§ SUPPLIED TEXT
When to Excel and When Not To: Why Specialists Don't Use Excel for Transformations
01-Feb-2020
So, you received a big dataset from your team in a CSV or TXT file, and you're about to prepare it for analysis. You've noticed that the data is a little muddy, and you're pretty sure that you'll need to clean or transform the data somehow.
For the majority of people, this journey starts with opening the file in Excel. I mean, when people look at the file on their desktop, it even has an Excel (or Excel-ish like) icon on it, so it must be the right place to start, right? Just open it, right?
Wrong.
In my opinion, the reason that the icon appears that way is because people are not pro data manipulators, they don't have other tools on their desktop, and they need at least some way to look at the data in a tabular format. The fact that you are reading this blog means you are not, or do not want to be in that category of analyst.
In my 25 years of experience in designing, deploying, and integrating data solutions, with a wide range of users, from aerospace engineers, to accountants, to researchers, one thing stood out for me:
Considering the alternatives, Excel is probably the most dangerous way to start preparing data for complex projects. This may be a very unpopular opinion, and I can hear all the Excel guys gasping as I write. However, there are many reasons for this.
Don't get me wrong, Excel is one of the most powerful tools we have available to us for analysis. I've done Excel projects with all kinds of cool statistical regression models, hundreds of thousands of lines of code in macros, and a kaleidoscope of graphs and charts for eager users to peruse.
Plain and simple, Excel is for analysis, not data transformation. The data doesn't start there - it comes, pre-prepared; and, if you can pre-prepare data for Excel, you can prepare data for other amazing tools like Power BI, Tableau, and others.

§ EXERCISE 1
In the article on Excel and data transformation, condense the paragraph beginning "Don't get me wrong" into one shorter sentence that keeps its main facts.
§ EXERCISE 2
Reproduce word for word everything in the article on Excel and data transformation from "Plain and simple, Excel" down to "Tableau, and others.".
§ EXERCISE 3
Write what comes next in the article on Excel and data transformation, picking up after its final paragraph.
The data that follow have no connection to the article on Excel and data transformation.

§ STORED DATA
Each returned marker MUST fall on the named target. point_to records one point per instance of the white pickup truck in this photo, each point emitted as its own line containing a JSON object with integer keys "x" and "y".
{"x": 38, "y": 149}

§ ANSWER 1
Excel is one of the most powerful analysis tools available, and the author has built Excel projects with statistical regression models, macros running to hundreds of thousands of lines of code, and many graphs and charts for users.

§ ANSWER 2
Plain and simple, Excel is for analysis, not data transformation. The data doesn't start there - it comes, pre-prepared; and, if you can pre-prepare data for Excel, you can prepare data for other amazing tools like Power BI, Tableau, and others.

§ ANSWER 3
The problem with opening raw (csv,txt) data in Excel:
1. Unexpected Translation Excel will "translate" the data for you without asking. Not just in one column, but in individual cells, often far down in your dataset where you don't notice for some time.
2. Variable Column Types Will allow multiple datatypes in a column. In small datasets you might see this. In large ones, it can turn into a big issue.
3. Unexpected Data Truncation Related to #1, but saving a CSV into Excel can actually cause key information to change from the original. One example that I've seen people struggle with Employee ID numbers with leading zeroes. If you don't know and anticipate that Excel will do this, you'll be surprised when you run an analysis joining to some other employee information only to find no results for some employees.
3. Excel limits your ability to perform joins between datasets. Though there are ways to perfrom simple joins (via VLOOKUPs etc.), things quickly degrade when things get serious.
4. Excel doesn't leverage the power of relational databases and SQL in the way other tools do. Your journey in data transformation will start with these.
This last point is the main point of this article. Using data tools that are designed for data transformation and loading will encourage you to think in that mindset. The more you think in that mindset during transformations, the more you will realise just how much further you can go.
You may use Excel for analysis already, and that's great. Excel is a killer application for what it does. It is ubiquitous, used by almost everyone in business around the globe. However, if you really want to move to the next level in your transformations, you need to learn the tools for that job. It is a case of "just because you can, it doesn't mean you should"..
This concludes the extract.